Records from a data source
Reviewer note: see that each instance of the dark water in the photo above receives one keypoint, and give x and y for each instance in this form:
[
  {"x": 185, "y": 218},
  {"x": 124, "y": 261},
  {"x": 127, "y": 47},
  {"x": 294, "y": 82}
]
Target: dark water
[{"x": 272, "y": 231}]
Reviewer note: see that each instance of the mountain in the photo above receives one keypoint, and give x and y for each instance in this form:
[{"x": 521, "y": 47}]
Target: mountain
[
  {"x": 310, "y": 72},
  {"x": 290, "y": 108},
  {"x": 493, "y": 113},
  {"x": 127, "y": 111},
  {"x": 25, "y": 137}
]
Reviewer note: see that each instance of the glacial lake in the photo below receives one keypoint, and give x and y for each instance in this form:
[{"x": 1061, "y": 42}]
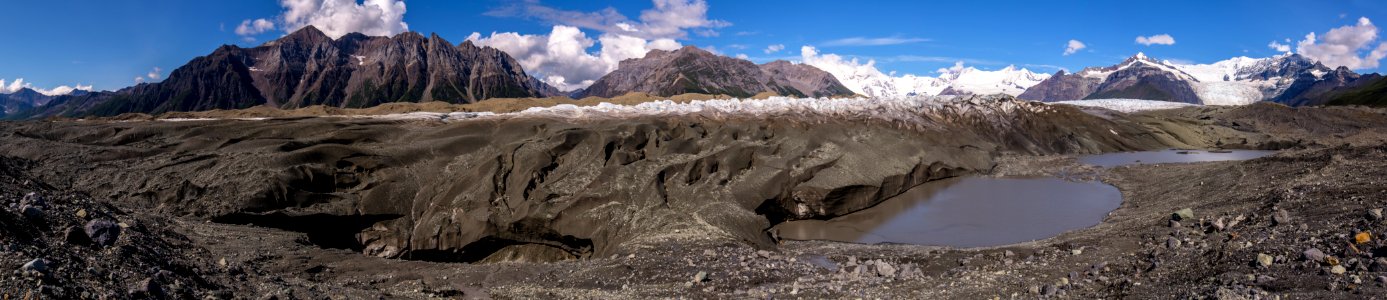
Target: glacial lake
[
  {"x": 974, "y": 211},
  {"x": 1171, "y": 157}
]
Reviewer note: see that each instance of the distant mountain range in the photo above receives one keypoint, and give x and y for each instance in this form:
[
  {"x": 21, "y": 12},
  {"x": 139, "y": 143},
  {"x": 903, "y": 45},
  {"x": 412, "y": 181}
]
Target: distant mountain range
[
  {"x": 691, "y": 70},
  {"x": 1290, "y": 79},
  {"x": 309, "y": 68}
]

§ **Work to complete**:
The records above are to be set down exactly as written, with no images.

§ **Answer for this exercise**:
Reviewer note: see that each instance of the dark water in the photo above receives one keypoint, and give x and y for each instance in this form:
[
  {"x": 185, "y": 218},
  {"x": 124, "y": 261},
  {"x": 127, "y": 47},
  {"x": 294, "y": 82}
]
Target: dark water
[{"x": 272, "y": 231}]
Reviewer note: see that each instance of the mountain in the photo above receives one keypoint, and give x and y for each instance in this form:
[{"x": 521, "y": 47}]
Target: mountain
[
  {"x": 310, "y": 72},
  {"x": 290, "y": 108},
  {"x": 493, "y": 113},
  {"x": 127, "y": 111},
  {"x": 25, "y": 137}
]
Reviewer note: see that each instance of the glacial lake in the photo below receives one keypoint, and give x and y for each instance in this form:
[{"x": 1061, "y": 42}]
Target: glacial lake
[
  {"x": 974, "y": 211},
  {"x": 1171, "y": 157}
]
Reviewer note: see that each instance of the distant mountain range in the photo above receives one keypoint, and give x and y for each instance in this form:
[
  {"x": 21, "y": 12},
  {"x": 139, "y": 143},
  {"x": 903, "y": 45},
  {"x": 412, "y": 181}
]
Target: distant mountain range
[
  {"x": 691, "y": 70},
  {"x": 1290, "y": 79},
  {"x": 309, "y": 68}
]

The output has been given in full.